Print, word for word, the lines of the material below from the line containing "Target: blue painted floor" through the last line of the material, including both of those lines.
* Begin EXTRACTED INFORMATION *
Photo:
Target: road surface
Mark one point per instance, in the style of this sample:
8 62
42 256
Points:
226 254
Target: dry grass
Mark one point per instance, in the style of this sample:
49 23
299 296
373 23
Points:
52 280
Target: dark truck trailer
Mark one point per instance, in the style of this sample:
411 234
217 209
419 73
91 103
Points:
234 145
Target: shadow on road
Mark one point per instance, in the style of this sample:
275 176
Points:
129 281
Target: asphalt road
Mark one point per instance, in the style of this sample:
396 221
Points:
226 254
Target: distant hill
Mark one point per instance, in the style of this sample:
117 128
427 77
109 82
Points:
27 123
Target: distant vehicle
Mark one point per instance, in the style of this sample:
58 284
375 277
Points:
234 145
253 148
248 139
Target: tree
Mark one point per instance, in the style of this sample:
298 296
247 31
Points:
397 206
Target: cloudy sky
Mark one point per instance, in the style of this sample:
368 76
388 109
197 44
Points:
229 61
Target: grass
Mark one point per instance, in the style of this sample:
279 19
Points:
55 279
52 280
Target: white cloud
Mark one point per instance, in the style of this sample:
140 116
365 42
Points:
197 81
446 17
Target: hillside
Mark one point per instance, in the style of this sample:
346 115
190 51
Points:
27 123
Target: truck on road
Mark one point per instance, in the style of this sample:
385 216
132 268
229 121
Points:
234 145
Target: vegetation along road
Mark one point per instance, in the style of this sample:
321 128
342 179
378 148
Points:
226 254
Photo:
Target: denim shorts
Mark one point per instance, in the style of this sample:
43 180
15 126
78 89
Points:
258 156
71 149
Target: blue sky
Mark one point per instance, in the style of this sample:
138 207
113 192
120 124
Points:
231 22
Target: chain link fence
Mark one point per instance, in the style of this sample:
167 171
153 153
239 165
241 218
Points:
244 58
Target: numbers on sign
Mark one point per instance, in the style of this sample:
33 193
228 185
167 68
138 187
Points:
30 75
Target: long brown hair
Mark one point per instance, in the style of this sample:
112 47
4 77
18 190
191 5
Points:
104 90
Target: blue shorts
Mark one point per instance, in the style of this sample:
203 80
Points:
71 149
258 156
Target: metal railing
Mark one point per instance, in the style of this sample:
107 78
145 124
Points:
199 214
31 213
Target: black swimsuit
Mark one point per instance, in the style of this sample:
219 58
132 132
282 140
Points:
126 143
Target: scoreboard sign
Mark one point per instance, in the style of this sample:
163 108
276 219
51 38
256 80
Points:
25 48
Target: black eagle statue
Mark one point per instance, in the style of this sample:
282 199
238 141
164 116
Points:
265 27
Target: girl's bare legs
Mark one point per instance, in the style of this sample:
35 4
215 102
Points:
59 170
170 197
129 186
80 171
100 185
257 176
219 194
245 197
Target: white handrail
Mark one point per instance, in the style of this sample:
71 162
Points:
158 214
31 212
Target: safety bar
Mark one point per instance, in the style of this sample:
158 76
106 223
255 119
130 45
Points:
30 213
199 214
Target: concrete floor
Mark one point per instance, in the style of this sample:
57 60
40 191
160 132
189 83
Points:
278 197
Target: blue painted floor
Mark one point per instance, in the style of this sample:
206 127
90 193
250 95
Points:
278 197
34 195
* End EXTRACTED INFORMATION *
TASK ANSWER:
Target: blue painted floor
Mark one point per instance, in the style of this sample:
206 127
90 193
250 95
Points:
278 197
34 195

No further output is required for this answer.